Problem to solve:
Copy the lines of the material below word for word, starting at the line that contains "</instance>" and ending with the last line of the material, both included.

Segment Start: Data records

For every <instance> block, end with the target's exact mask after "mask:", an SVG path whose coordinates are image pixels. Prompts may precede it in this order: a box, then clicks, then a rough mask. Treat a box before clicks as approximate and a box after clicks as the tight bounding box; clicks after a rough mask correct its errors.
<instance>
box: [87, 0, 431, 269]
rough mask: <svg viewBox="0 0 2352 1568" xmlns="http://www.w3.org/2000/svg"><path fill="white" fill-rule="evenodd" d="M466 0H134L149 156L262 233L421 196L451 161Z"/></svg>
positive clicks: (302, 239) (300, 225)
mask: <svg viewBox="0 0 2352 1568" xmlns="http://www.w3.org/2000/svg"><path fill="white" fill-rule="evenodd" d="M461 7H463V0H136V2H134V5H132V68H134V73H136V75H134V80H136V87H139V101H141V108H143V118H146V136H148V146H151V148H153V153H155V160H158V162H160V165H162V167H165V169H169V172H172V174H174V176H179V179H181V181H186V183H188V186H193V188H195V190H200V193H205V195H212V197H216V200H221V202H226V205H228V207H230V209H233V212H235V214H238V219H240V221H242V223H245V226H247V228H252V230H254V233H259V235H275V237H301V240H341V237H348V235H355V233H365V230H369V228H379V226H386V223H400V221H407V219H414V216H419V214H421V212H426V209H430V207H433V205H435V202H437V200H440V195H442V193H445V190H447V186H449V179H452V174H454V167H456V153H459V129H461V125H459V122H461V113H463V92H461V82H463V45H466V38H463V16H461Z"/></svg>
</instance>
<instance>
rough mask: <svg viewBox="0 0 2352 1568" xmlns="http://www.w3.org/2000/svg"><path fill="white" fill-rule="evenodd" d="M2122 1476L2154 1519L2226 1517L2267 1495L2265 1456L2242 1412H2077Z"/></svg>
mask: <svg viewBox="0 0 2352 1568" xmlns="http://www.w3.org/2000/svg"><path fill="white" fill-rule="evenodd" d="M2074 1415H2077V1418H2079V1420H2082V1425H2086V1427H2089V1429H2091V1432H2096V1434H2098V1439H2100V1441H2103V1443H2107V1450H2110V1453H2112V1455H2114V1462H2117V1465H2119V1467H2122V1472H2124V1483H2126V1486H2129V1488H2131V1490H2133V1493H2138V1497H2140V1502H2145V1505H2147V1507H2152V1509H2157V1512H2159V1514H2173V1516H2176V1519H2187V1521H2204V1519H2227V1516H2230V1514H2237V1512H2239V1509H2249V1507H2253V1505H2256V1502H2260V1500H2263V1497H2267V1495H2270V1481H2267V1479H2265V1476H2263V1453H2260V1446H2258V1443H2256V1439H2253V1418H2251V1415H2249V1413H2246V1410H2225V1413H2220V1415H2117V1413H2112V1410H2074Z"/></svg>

Segment End: Data records

Solution for this task:
</instance>
<instance>
rough mask: <svg viewBox="0 0 2352 1568" xmlns="http://www.w3.org/2000/svg"><path fill="white" fill-rule="evenodd" d="M2122 1476L2154 1519L2226 1517L2267 1495L2265 1456L2242 1412H2077Z"/></svg>
mask: <svg viewBox="0 0 2352 1568" xmlns="http://www.w3.org/2000/svg"><path fill="white" fill-rule="evenodd" d="M2074 1415H2077V1418H2079V1420H2082V1425H2086V1427H2089V1429H2091V1432H2096V1434H2098V1439H2100V1441H2103V1443H2107V1450H2110V1453H2112V1455H2114V1462H2117V1465H2119V1467H2122V1472H2124V1483H2126V1486H2129V1488H2131V1490H2133V1493H2138V1497H2140V1502H2145V1505H2147V1507H2152V1509H2157V1512H2159V1514H2173V1516H2176V1519H2187V1521H2204V1519H2227V1516H2230V1514H2237V1512H2239V1509H2249V1507H2253V1505H2256V1502H2260V1500H2263V1497H2267V1495H2270V1481H2267V1479H2265V1476H2263V1453H2260V1446H2258V1443H2256V1439H2253V1418H2251V1415H2249V1413H2246V1410H2225V1413H2220V1415H2117V1413H2112V1410H2074Z"/></svg>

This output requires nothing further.